* [Short exercise A]
Answer these questions about the talk description below, one answer per line, marked like the questions.
(i) What is the title of the talk?
(ii) Apart from the pentesters' writing skills, what does the description largely blame for reports going unused?
(iii) For which two groups does the speaker consider the information useful?

* [Excerpted passage]

--- start ---

MCH2022 Curated content

A CISO approach to pentesting; why so many reports are never used

Abacus 🧮
Fleur van Leusden
Pentesting can provide vital information to organisations about their security. However, many reports end up never being used or not being used to their full potential. That is partly due to the pentesters and their writing skills. But in large part is also to be attributed to CISO's lack of guidance and involvement. I am not a spokesperson for all CISOs, but I do have quite a bit of experience in the pentesting field as a CISO. As such; I would like to share my thoughts about how a CISO can lead the pentesting process as effectively as possible, as well as what I as a CISO like to see in my pentesting reports. I will also highlight why some reports don't get used and why I think we struggle with this as much as we sometimes do. I think this information is usefull for pentesters and CISO's alike, because it shows both sides how the other one works and thinks.

--- end ---

* [Input for this task]
--- start ---

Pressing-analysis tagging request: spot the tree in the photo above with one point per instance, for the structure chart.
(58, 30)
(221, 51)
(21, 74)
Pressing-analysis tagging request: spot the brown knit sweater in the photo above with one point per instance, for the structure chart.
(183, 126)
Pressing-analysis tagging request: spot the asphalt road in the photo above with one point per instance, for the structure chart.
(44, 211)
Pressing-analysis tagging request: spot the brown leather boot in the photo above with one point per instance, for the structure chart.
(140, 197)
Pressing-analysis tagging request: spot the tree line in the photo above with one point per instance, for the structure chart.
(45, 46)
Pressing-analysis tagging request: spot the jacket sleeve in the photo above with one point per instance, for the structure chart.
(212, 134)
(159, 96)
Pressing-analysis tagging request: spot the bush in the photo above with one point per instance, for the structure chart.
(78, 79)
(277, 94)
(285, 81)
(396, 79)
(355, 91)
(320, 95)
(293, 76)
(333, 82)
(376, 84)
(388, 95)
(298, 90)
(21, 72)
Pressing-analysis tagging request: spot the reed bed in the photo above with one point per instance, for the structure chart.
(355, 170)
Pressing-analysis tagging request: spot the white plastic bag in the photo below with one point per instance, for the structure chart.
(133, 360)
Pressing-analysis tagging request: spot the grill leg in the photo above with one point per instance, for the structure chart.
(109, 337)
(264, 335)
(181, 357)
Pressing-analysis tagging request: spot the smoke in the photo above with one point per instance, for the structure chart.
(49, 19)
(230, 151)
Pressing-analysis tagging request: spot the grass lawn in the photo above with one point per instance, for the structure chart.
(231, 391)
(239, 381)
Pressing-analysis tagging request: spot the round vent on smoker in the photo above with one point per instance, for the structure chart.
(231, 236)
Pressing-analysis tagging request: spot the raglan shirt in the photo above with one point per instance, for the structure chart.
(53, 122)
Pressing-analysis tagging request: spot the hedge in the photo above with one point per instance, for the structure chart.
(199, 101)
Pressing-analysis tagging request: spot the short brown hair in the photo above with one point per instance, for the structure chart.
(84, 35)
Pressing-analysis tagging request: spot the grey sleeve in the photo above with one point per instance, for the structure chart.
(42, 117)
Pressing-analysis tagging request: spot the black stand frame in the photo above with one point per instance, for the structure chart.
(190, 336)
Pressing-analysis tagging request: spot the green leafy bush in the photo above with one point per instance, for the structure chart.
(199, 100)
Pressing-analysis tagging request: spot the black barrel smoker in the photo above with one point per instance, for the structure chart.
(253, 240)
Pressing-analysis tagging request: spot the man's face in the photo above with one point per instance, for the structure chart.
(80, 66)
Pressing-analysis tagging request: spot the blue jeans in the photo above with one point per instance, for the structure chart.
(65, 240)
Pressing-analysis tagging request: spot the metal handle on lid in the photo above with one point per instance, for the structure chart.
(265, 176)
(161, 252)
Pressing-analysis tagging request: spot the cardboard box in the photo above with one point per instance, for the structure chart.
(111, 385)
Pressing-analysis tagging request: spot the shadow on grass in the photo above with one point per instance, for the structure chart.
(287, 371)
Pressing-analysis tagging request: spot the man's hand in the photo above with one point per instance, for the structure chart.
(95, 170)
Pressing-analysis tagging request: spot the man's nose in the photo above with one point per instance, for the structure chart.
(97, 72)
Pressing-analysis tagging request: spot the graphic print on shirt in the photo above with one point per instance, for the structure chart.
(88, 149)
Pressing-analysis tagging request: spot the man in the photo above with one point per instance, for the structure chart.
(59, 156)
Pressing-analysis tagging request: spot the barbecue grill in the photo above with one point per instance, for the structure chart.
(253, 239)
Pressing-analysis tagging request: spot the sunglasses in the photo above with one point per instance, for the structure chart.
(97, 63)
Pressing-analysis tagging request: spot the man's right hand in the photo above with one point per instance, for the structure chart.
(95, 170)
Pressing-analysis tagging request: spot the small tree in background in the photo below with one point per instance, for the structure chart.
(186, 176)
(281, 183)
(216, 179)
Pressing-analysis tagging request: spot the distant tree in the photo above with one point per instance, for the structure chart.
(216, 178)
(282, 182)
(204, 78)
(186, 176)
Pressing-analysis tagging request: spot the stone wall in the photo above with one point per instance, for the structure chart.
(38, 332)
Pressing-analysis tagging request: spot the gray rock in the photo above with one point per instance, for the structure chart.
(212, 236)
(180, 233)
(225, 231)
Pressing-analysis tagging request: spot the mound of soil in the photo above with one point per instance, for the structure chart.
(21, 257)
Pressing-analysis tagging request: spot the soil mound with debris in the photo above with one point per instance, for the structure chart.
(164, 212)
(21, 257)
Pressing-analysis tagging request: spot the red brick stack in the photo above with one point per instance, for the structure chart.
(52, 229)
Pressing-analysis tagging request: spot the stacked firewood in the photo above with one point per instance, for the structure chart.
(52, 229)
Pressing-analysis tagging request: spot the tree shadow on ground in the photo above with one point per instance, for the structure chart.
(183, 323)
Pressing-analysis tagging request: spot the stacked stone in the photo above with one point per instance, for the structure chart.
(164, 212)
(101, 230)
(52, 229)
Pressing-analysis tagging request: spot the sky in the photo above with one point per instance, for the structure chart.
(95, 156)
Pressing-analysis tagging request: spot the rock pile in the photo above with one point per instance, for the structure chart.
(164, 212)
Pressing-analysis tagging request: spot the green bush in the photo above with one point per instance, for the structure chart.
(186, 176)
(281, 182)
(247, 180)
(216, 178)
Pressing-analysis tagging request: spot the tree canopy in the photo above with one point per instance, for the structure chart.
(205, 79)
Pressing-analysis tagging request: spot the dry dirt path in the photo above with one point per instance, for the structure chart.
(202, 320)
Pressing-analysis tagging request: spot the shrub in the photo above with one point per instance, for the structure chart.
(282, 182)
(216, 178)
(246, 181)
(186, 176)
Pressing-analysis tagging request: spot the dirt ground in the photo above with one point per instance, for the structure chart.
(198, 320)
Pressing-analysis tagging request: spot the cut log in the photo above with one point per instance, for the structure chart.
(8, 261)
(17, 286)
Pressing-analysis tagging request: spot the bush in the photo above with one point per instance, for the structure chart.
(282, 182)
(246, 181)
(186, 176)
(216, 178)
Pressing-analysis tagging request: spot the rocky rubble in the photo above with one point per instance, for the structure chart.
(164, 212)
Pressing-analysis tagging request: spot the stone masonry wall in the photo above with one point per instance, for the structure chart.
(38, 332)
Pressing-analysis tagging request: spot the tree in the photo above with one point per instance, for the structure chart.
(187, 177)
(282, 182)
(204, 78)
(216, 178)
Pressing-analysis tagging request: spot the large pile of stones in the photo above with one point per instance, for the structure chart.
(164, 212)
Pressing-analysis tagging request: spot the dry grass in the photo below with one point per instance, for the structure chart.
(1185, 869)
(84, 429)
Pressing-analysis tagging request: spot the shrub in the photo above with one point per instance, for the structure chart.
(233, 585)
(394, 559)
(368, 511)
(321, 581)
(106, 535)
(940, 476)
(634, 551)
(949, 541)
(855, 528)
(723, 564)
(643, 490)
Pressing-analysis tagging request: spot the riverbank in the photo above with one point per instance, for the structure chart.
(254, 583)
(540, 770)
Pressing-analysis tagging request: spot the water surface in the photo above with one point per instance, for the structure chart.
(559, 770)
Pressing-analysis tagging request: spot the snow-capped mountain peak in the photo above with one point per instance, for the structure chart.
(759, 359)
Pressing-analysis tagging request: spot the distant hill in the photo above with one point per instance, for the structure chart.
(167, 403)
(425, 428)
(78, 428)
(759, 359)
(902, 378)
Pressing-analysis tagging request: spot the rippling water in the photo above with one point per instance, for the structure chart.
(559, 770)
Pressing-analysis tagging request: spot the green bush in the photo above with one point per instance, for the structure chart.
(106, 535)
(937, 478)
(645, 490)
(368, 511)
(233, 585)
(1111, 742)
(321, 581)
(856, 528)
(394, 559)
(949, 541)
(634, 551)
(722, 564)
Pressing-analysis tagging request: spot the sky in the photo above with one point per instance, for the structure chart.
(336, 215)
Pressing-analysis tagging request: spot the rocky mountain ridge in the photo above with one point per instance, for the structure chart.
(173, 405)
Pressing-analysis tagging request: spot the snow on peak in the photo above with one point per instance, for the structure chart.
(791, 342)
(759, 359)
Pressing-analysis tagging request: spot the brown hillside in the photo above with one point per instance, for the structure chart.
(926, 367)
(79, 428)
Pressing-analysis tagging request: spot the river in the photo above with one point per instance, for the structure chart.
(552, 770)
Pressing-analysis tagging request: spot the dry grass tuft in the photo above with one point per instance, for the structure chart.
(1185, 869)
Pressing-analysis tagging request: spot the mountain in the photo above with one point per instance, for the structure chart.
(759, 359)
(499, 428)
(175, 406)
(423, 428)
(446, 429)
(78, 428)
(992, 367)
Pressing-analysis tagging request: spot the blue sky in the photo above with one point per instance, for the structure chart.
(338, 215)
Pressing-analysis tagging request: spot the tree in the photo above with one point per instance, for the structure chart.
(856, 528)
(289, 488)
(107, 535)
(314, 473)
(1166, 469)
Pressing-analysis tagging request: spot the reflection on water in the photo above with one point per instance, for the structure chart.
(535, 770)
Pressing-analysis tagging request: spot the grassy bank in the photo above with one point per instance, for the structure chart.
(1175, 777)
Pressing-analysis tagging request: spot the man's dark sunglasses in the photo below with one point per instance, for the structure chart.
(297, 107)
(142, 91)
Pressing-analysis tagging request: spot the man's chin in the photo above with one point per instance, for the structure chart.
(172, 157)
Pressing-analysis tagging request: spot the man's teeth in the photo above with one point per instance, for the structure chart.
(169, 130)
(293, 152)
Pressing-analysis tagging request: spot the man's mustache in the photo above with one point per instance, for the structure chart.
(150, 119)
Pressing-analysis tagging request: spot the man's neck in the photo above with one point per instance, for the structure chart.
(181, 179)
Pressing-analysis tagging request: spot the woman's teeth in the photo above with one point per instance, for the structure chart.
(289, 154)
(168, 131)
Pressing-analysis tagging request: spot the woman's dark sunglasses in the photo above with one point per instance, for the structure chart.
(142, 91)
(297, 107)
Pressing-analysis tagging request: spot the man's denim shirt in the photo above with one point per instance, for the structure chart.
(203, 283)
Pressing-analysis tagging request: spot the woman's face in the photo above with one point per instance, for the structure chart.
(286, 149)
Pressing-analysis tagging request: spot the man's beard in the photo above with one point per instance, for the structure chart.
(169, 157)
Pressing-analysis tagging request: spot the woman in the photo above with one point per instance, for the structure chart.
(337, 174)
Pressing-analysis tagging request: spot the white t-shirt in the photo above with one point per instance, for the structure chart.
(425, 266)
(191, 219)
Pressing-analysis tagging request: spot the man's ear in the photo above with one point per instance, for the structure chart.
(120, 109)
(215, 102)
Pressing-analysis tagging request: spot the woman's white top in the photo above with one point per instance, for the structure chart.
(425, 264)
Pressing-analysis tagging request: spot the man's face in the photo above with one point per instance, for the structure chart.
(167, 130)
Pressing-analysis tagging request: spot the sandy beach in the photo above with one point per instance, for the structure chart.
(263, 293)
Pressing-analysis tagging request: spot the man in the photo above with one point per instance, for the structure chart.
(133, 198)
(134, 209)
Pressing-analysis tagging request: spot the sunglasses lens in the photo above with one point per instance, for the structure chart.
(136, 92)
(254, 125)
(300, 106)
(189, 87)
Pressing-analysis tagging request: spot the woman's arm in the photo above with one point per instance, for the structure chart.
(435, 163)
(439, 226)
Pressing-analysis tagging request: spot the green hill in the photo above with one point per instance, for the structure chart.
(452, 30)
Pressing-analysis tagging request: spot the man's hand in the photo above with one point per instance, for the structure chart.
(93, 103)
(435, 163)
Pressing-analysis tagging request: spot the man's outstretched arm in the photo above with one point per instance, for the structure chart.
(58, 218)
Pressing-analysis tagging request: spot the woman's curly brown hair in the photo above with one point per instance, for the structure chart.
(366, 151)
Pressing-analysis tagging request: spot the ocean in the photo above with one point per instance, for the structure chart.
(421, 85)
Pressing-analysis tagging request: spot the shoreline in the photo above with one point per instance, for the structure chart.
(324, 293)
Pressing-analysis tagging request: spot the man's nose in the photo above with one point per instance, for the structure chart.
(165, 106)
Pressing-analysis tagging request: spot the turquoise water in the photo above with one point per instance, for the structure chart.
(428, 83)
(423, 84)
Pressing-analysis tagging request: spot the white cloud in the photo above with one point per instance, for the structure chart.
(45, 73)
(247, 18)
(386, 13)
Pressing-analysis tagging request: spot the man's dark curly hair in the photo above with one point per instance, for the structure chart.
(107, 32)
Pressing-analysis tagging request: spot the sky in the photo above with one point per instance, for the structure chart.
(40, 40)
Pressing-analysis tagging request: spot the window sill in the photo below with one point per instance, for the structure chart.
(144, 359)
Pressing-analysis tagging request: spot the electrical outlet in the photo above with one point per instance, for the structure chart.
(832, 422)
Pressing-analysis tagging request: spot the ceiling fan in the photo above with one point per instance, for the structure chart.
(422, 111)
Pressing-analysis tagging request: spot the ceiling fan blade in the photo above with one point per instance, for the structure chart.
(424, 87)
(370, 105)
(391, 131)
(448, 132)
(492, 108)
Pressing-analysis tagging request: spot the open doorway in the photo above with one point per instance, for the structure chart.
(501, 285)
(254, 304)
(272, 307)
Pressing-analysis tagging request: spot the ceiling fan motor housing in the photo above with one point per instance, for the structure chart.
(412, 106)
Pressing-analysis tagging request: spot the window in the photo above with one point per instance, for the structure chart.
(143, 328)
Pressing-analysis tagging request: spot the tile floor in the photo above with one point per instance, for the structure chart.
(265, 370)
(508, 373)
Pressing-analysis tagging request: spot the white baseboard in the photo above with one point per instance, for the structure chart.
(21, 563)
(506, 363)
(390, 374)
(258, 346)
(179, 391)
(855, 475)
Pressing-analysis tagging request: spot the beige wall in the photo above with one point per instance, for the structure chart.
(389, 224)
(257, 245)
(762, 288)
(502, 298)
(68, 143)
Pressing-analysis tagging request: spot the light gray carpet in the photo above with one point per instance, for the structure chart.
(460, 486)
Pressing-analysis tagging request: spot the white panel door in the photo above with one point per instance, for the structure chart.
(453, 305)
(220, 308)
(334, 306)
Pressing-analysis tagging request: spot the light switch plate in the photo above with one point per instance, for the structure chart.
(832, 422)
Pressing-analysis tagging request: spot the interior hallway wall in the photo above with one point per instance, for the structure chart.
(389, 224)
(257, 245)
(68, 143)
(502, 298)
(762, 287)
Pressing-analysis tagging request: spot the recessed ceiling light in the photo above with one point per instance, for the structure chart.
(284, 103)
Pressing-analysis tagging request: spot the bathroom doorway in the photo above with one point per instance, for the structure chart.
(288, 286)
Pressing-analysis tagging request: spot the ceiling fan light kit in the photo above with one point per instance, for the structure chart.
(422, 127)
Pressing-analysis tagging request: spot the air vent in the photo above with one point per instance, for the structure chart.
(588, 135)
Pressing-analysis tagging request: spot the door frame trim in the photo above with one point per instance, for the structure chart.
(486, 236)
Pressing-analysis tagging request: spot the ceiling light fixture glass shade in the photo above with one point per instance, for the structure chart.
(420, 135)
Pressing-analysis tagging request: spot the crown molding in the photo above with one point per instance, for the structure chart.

--- end ---

* [Short exercise B] Count the lines of the rows above that contain the string "window", and reply with the number only.

* [Solution A]
(i) A CISO approach to pentesting; why so many reports are never used
(ii) The CISO's lack of guidance and involvement
(iii) Pentesters and CISOs

* [Solution B] 2